== Task prompt ==
Reproduce the material below word for word, starting at the line with "Shelf-audit tagging: put a marker on the coat lapel, one" and continuing through its final line.

== Dataset excerpts

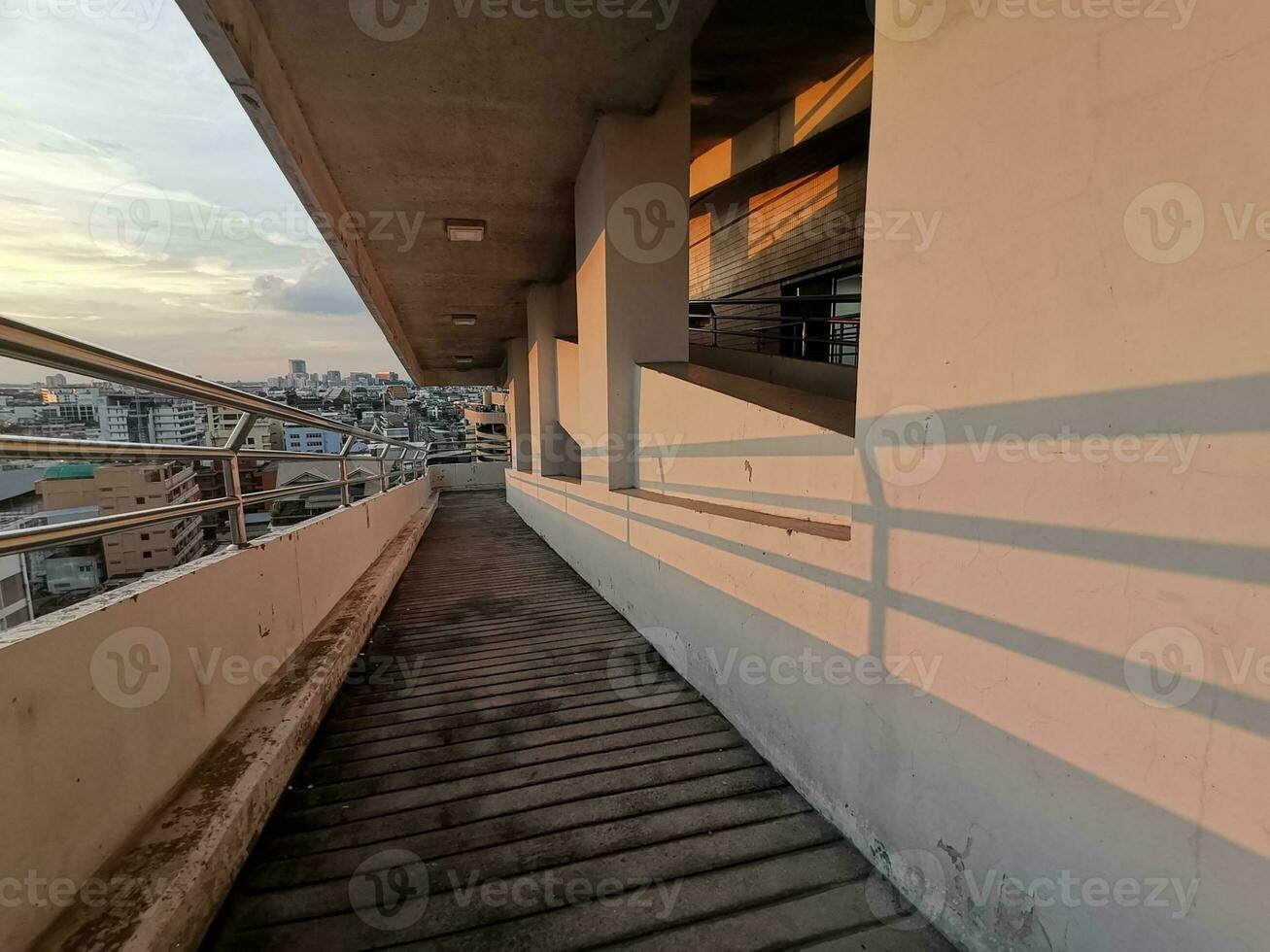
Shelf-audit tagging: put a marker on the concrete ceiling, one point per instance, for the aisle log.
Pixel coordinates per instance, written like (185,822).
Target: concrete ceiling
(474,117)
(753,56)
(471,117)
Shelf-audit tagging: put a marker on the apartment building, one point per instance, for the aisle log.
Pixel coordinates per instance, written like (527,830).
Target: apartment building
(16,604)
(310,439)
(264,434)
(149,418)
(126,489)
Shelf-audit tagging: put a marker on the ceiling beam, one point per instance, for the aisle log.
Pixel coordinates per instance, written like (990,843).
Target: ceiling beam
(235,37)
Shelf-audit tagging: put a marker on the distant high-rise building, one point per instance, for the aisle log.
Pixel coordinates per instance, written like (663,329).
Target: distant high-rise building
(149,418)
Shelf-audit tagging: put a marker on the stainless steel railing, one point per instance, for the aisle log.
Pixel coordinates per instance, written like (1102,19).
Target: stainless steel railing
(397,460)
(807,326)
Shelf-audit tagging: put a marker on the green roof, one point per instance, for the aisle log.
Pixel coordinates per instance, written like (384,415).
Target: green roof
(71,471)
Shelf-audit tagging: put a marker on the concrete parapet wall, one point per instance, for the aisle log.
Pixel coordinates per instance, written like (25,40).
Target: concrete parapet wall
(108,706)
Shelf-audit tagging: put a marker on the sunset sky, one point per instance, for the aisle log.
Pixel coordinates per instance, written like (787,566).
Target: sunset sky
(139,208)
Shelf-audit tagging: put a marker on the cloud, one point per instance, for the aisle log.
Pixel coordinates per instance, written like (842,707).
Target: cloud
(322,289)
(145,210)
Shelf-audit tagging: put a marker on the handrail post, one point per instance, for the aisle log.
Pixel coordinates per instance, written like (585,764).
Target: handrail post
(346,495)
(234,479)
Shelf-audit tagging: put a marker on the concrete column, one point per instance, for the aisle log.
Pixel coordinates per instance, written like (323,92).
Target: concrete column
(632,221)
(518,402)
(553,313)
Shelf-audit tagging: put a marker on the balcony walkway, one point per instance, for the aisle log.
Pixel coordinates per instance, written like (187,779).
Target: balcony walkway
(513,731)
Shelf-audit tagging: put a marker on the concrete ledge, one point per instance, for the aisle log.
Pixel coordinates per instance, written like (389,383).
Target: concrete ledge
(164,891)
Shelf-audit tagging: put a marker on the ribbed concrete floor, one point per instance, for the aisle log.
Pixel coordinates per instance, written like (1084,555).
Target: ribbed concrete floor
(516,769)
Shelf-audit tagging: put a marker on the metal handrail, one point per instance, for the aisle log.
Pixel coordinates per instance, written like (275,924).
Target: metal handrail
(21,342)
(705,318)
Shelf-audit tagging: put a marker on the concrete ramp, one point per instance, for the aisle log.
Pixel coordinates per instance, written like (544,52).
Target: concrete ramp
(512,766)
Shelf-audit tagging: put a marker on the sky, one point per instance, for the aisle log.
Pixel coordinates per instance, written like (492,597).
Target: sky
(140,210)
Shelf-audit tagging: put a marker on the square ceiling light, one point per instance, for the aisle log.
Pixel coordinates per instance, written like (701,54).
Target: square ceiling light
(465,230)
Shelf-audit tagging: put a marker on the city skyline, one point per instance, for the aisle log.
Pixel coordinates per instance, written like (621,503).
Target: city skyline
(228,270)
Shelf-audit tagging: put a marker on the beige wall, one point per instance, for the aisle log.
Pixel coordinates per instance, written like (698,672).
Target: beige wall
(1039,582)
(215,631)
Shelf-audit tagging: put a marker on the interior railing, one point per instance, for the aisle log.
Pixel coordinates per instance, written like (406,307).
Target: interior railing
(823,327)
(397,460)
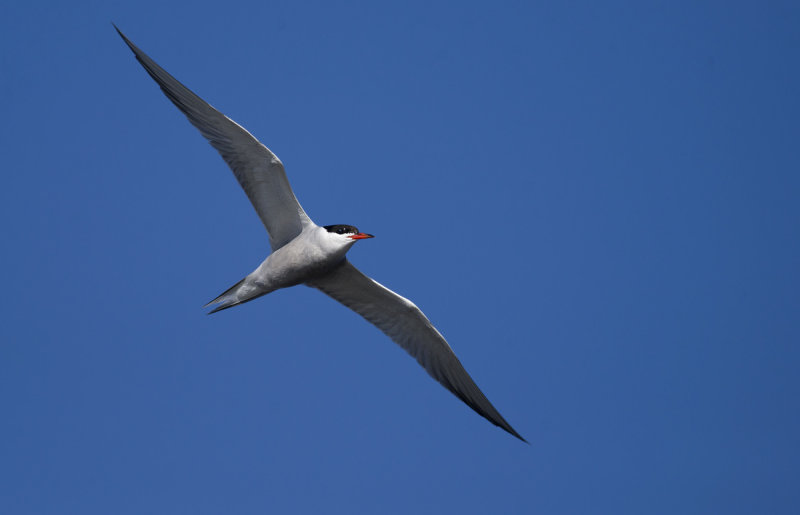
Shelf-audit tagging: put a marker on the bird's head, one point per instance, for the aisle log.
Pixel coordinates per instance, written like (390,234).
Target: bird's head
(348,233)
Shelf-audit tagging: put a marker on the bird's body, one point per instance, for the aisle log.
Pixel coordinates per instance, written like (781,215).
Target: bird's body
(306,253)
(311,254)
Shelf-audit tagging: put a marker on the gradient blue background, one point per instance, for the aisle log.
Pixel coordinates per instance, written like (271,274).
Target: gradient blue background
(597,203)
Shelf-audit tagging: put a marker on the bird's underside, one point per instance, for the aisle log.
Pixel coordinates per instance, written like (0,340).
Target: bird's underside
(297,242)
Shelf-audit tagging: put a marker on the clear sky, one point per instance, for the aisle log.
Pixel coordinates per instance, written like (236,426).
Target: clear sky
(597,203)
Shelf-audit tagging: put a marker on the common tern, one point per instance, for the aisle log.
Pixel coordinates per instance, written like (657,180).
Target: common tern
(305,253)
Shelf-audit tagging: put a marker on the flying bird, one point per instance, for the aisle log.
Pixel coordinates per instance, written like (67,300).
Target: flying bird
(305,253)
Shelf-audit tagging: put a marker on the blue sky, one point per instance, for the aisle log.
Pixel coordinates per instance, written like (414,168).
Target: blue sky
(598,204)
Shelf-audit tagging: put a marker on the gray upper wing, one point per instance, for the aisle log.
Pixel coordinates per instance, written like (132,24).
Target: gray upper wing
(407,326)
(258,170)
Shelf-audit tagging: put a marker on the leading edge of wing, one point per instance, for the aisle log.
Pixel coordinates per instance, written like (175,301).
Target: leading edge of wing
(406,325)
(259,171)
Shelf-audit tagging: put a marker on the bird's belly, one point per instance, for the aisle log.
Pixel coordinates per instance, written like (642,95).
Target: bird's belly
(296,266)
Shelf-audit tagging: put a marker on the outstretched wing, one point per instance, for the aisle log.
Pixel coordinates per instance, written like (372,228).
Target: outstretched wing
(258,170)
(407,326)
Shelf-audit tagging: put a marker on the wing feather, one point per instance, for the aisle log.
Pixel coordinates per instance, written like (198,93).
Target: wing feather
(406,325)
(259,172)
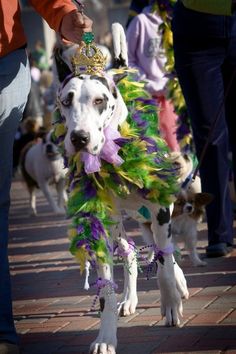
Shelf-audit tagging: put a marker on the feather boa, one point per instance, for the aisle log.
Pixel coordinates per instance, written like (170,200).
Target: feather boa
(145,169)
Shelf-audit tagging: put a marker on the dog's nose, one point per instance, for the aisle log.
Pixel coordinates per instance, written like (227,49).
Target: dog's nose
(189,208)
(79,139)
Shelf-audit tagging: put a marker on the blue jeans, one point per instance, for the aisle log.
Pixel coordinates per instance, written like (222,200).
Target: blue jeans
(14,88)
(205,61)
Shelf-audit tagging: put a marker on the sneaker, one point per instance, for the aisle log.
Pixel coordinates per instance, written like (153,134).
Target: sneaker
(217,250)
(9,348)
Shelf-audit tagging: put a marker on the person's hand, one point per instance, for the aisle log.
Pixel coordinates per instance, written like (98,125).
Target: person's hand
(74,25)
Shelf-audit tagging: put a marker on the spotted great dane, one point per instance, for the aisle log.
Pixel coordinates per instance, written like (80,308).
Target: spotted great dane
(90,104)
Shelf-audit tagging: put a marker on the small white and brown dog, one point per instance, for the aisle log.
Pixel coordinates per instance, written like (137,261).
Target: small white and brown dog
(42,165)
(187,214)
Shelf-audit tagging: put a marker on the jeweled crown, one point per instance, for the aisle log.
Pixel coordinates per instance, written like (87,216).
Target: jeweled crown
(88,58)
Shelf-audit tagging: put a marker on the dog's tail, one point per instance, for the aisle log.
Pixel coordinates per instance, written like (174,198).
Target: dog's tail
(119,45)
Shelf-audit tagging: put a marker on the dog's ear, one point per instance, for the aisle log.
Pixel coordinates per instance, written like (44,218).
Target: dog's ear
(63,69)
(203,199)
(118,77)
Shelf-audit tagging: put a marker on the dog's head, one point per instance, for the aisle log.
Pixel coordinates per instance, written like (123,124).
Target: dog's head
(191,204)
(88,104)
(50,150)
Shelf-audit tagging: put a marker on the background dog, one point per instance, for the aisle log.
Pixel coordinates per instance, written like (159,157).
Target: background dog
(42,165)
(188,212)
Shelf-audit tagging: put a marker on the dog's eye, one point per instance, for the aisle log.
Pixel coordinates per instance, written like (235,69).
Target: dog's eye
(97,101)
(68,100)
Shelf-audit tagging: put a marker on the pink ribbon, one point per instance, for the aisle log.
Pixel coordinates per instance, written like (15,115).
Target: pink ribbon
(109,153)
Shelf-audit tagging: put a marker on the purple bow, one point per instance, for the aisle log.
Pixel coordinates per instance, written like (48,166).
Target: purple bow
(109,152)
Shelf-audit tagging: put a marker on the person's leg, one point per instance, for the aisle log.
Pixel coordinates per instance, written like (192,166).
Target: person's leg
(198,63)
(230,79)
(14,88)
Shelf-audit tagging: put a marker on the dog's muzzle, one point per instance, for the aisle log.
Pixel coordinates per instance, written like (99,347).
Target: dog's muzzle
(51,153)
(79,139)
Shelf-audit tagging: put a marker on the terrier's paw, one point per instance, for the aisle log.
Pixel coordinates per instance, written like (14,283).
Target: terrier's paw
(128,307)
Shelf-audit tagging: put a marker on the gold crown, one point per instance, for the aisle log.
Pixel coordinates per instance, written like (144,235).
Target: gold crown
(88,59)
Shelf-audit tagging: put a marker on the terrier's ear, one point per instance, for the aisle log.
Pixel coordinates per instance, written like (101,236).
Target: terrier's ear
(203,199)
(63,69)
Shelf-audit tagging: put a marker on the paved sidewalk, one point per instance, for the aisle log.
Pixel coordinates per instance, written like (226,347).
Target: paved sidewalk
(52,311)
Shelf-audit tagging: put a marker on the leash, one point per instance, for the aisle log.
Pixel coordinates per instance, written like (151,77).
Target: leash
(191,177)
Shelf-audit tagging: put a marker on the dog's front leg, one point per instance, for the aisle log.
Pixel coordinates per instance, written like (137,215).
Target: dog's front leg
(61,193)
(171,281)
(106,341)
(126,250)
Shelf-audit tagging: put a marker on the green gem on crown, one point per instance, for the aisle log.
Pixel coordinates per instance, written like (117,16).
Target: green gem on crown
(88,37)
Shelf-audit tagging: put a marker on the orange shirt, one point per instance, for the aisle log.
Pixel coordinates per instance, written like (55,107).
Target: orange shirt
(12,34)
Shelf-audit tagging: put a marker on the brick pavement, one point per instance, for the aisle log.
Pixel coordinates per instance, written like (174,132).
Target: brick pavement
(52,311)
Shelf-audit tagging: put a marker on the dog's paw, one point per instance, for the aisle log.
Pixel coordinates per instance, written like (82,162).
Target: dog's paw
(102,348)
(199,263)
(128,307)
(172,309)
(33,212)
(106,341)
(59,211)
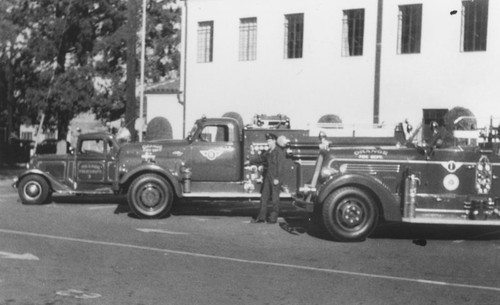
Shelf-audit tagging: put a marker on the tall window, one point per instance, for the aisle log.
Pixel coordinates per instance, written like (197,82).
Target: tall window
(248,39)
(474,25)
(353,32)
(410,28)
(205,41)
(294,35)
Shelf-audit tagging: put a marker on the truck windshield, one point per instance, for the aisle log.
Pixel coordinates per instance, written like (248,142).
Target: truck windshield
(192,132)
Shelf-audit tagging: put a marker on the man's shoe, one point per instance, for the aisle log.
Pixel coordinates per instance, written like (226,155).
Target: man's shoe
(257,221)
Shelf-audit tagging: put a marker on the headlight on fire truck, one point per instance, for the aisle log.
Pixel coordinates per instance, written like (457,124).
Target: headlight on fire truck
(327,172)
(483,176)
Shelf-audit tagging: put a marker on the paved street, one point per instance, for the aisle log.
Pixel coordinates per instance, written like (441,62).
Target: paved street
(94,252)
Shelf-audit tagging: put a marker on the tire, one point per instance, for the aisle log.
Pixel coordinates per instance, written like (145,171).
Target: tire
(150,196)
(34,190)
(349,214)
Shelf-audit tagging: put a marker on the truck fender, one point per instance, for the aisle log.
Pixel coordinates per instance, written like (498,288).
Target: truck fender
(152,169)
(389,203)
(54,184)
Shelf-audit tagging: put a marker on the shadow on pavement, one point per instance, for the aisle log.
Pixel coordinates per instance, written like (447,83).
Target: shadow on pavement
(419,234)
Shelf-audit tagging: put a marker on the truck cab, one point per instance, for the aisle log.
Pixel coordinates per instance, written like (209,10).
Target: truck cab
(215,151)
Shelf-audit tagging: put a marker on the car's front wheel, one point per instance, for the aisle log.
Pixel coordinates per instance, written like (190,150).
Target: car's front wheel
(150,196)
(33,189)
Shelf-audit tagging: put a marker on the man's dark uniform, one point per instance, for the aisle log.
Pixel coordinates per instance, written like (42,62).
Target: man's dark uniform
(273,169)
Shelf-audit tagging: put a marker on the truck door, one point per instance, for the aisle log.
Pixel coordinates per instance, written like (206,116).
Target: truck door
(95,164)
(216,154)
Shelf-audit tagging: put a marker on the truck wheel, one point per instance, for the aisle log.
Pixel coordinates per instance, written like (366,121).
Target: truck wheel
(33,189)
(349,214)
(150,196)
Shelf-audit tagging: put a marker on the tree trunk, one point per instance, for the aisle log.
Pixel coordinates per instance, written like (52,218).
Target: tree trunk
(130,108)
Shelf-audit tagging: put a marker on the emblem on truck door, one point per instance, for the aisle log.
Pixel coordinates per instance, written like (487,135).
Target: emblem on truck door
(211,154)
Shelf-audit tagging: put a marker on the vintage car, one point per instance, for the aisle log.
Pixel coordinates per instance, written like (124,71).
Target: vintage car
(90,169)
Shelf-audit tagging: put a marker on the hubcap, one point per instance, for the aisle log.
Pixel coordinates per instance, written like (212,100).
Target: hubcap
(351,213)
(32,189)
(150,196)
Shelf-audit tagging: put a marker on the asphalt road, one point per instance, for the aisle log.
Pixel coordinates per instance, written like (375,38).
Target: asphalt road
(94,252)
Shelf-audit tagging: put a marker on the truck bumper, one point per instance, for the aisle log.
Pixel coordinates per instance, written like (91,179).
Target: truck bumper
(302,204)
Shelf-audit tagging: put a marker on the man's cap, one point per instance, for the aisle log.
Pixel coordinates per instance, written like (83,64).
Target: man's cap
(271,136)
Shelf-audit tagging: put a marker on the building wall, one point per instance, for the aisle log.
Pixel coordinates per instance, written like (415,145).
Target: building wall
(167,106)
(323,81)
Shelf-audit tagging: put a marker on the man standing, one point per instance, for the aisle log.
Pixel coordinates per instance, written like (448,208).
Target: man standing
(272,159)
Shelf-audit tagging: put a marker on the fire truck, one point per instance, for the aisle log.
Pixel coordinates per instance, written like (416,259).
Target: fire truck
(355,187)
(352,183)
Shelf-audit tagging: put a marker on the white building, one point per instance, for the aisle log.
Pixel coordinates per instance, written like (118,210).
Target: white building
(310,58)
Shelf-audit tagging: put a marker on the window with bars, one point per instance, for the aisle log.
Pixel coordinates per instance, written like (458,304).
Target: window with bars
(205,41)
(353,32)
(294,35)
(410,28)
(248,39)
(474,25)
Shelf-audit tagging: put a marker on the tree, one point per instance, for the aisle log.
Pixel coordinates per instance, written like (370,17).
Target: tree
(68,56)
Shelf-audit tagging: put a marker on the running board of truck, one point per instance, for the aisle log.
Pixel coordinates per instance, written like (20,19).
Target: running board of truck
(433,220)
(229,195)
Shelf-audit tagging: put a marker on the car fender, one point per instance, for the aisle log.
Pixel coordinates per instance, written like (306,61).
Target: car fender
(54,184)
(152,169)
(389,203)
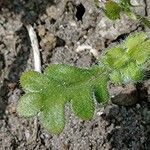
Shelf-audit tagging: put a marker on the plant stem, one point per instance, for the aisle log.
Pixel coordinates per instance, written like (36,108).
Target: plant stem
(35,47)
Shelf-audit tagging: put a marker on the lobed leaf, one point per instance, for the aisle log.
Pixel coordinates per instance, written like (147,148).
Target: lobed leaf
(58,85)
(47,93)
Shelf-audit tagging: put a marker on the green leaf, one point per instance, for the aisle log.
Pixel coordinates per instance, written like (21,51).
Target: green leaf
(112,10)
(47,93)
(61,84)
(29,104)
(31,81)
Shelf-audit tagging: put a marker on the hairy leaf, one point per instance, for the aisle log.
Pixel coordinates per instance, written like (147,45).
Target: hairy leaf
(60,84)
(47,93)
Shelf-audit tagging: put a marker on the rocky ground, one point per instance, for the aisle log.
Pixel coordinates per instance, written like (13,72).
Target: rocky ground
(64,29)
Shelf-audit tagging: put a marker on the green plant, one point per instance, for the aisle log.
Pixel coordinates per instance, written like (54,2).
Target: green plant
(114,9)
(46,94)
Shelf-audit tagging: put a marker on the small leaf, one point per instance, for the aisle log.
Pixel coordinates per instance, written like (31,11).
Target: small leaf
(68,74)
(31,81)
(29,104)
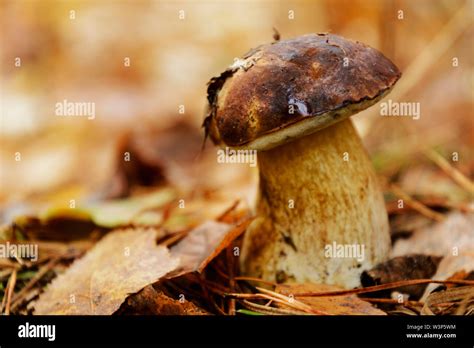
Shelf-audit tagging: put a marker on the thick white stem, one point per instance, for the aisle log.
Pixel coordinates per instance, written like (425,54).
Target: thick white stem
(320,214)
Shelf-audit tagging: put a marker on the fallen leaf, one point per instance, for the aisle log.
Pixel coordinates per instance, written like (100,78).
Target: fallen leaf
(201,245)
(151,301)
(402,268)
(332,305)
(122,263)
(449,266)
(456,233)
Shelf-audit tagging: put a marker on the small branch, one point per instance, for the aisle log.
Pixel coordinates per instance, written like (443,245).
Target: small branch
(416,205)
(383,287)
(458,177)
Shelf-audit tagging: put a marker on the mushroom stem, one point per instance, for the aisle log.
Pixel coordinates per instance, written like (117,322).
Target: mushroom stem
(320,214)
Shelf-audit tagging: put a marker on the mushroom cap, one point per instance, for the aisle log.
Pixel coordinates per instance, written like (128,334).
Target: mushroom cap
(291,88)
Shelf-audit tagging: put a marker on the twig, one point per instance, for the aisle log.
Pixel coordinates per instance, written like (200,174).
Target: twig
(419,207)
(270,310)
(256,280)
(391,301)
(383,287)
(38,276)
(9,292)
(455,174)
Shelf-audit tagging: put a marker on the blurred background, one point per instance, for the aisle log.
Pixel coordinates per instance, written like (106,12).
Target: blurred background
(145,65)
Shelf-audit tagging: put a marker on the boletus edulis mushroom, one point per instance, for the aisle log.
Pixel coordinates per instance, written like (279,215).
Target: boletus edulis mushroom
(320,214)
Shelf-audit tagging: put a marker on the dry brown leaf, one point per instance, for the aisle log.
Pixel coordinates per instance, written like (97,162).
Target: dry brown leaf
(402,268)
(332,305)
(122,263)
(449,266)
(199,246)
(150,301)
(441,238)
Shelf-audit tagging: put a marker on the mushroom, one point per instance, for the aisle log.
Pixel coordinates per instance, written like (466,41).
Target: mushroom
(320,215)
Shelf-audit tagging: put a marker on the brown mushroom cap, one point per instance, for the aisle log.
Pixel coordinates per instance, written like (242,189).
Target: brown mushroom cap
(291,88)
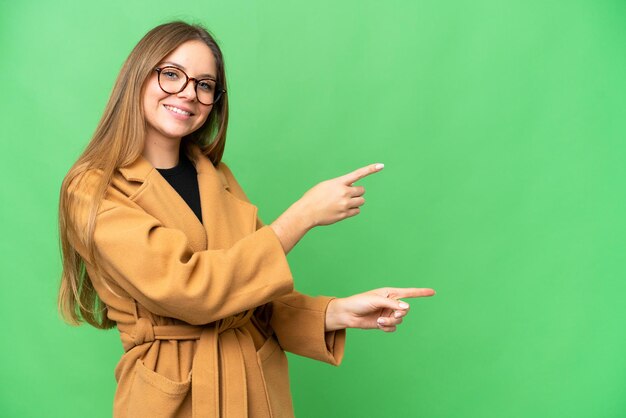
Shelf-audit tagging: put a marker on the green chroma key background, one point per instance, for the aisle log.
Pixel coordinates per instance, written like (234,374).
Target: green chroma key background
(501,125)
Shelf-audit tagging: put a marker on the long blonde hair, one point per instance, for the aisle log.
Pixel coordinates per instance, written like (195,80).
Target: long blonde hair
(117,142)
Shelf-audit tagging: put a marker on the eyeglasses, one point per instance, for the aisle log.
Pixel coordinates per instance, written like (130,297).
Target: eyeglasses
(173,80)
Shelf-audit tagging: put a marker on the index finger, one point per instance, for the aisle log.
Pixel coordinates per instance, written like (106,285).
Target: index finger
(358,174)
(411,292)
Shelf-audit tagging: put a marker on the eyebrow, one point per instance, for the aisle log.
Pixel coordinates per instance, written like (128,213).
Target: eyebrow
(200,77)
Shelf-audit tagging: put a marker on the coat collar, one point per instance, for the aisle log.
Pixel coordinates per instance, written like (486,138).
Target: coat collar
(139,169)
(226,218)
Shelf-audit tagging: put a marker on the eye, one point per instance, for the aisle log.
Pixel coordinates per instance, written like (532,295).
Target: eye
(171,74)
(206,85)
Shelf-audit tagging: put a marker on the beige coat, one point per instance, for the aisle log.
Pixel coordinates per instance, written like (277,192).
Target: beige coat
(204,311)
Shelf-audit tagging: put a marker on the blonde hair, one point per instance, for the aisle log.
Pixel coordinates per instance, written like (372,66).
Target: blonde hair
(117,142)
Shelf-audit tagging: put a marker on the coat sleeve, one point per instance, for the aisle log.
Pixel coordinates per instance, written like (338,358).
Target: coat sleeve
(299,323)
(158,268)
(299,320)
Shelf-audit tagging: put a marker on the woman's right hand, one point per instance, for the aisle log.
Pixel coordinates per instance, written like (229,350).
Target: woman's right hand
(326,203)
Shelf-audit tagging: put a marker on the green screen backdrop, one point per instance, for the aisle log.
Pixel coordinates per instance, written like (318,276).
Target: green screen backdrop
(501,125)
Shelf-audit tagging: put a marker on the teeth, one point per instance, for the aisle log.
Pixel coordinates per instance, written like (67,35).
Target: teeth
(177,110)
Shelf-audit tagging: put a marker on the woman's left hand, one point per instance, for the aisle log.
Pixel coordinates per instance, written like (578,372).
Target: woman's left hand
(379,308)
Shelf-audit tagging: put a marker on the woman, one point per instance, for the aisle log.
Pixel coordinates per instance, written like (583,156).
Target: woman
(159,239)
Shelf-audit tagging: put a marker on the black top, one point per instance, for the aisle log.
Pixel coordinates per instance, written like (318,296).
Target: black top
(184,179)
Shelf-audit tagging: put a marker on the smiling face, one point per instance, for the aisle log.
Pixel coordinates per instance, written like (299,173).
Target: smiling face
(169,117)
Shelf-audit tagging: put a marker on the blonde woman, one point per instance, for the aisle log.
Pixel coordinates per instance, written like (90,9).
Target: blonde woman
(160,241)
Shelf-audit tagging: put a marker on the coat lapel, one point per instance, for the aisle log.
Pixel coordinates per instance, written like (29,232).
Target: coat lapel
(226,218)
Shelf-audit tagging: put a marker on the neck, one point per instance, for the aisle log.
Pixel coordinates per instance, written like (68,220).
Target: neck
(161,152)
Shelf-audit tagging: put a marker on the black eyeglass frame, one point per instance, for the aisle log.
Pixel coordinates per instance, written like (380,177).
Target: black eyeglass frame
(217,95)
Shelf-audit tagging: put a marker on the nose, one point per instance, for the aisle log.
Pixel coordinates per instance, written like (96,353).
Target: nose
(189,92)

====

== The result ==
Shelf-audit tagging: put a marker on the coat lapel, one point per instance, for the aisle log.
Pixel coordinates per instance, written like (29,232).
Target: coat lapel
(226,218)
Shelf-audit tagging: put a marker on the neck, one point per instance, for the aisle log.
Pixel coordinates per instance, written like (68,220).
Target: neck
(161,152)
Shelf-audit tagging: put a marker on the black eyeglass frame, one point per instance, for the aisle log.
Pixel coordinates per instance, written like (380,177).
Target: black eyeglass frame
(217,95)
Shelf-audit tagging: put a marker on the nose, one point per instance, for the aisle log.
Pixel coordinates per instance, written like (96,353).
Target: nose
(189,92)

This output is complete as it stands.